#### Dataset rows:
= = = =

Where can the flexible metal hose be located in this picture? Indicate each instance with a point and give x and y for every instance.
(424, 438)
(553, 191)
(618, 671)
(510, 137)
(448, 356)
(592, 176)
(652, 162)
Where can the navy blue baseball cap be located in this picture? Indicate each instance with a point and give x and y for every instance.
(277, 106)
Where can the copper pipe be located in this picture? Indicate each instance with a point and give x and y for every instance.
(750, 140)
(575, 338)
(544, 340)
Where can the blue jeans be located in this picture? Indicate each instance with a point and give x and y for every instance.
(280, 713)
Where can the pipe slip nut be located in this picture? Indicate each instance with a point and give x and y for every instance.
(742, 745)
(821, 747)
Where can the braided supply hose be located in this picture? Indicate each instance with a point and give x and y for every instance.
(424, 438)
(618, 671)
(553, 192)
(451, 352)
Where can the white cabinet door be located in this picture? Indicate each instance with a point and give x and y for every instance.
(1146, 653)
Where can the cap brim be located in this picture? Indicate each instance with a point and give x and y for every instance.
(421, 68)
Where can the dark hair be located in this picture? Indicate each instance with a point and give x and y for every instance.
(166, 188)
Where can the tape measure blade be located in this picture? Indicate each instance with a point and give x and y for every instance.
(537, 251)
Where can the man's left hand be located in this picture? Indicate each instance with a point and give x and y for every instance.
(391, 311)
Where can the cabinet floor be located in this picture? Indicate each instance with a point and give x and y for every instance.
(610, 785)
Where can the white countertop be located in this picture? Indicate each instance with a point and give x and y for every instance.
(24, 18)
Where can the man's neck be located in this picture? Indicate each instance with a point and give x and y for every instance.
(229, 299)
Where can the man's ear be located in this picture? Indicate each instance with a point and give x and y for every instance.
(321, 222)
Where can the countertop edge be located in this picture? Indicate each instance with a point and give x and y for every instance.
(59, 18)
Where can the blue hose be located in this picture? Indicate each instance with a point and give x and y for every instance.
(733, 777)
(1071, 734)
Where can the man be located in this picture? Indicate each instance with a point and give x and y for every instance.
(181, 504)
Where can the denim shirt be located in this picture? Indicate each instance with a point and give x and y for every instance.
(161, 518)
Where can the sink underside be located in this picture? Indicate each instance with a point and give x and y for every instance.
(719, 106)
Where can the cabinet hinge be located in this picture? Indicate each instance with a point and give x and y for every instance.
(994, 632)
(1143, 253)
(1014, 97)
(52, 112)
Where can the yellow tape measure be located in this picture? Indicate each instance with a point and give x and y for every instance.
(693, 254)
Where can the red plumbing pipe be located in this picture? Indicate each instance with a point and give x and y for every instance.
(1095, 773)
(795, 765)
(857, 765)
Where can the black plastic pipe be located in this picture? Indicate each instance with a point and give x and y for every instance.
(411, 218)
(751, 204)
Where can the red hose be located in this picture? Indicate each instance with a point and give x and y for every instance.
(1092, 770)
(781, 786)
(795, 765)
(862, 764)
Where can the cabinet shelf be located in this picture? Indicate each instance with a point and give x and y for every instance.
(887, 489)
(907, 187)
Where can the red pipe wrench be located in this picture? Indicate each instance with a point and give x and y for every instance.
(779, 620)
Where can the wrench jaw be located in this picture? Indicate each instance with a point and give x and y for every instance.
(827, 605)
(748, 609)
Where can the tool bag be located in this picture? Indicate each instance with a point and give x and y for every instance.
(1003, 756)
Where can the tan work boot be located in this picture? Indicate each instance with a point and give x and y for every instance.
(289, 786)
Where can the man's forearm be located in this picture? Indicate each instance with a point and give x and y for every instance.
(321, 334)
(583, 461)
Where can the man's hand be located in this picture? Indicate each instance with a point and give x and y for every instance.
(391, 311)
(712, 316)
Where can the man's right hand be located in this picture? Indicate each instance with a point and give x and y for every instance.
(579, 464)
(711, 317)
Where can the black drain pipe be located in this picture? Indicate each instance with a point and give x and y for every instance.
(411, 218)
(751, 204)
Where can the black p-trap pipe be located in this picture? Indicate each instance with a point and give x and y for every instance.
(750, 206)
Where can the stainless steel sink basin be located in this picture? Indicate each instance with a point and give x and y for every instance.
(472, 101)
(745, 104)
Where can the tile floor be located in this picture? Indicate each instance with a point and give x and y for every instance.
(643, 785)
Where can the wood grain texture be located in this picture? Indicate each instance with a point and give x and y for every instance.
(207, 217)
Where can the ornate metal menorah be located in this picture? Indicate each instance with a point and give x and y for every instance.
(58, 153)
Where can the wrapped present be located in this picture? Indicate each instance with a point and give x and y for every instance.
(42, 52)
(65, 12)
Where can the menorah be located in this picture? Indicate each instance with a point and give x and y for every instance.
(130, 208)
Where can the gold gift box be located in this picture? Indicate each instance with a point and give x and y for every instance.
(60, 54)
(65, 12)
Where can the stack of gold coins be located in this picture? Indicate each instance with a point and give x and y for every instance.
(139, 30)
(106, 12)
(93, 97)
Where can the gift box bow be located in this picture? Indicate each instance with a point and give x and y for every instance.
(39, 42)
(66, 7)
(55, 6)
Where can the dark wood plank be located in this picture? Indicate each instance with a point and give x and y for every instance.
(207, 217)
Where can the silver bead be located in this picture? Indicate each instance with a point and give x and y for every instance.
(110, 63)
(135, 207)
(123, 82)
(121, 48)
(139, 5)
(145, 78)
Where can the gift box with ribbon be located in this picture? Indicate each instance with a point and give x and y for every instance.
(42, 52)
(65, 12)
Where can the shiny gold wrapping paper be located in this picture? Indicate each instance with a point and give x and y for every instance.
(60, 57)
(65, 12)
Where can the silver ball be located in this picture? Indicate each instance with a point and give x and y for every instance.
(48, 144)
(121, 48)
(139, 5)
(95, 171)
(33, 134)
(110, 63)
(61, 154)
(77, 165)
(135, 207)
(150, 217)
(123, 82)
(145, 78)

= = = =

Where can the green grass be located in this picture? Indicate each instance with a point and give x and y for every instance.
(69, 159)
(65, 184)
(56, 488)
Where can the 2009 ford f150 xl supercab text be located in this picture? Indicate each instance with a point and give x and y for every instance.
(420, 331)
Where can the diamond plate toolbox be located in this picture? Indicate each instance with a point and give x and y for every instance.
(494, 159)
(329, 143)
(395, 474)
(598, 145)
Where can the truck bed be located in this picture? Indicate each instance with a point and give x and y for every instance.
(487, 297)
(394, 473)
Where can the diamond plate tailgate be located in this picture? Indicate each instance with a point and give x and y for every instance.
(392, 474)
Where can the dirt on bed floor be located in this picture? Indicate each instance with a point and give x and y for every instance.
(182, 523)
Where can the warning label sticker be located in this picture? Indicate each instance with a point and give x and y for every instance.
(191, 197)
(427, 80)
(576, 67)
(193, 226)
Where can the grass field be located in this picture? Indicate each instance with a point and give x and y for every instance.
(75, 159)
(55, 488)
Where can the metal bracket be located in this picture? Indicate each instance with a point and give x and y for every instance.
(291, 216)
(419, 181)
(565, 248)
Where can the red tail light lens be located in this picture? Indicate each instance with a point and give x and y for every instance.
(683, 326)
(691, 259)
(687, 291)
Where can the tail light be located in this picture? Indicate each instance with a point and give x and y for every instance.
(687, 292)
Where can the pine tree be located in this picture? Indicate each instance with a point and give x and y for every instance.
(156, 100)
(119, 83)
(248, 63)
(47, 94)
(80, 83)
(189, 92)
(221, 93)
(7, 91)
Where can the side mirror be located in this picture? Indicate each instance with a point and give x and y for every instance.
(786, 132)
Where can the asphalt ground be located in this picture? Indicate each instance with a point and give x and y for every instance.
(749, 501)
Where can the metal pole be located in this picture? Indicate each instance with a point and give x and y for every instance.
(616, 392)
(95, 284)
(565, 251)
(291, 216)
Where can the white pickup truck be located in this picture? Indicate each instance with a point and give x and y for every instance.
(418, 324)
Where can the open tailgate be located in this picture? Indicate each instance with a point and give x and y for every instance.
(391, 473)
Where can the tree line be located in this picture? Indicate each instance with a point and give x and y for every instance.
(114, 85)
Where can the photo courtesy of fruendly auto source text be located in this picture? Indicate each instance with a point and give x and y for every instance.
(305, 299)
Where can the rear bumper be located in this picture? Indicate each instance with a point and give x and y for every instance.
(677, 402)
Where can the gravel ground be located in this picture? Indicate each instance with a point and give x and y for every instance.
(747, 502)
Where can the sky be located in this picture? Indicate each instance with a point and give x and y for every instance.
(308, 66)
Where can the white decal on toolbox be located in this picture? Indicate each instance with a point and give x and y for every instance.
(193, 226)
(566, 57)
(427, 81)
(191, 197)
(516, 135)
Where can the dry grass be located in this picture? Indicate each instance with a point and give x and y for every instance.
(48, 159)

= = = =

Write out the items between the line holding "Where can the white cabinet" and the line holding "(1146, 653)", inclusive, with the requests kept as they are. Shift every coordinate in the answers up by 23.

#### Exercise result:
Where can the white cabinet door be located in this picture? Indicate each instance with a point and give x and y for every instance.
(1169, 676)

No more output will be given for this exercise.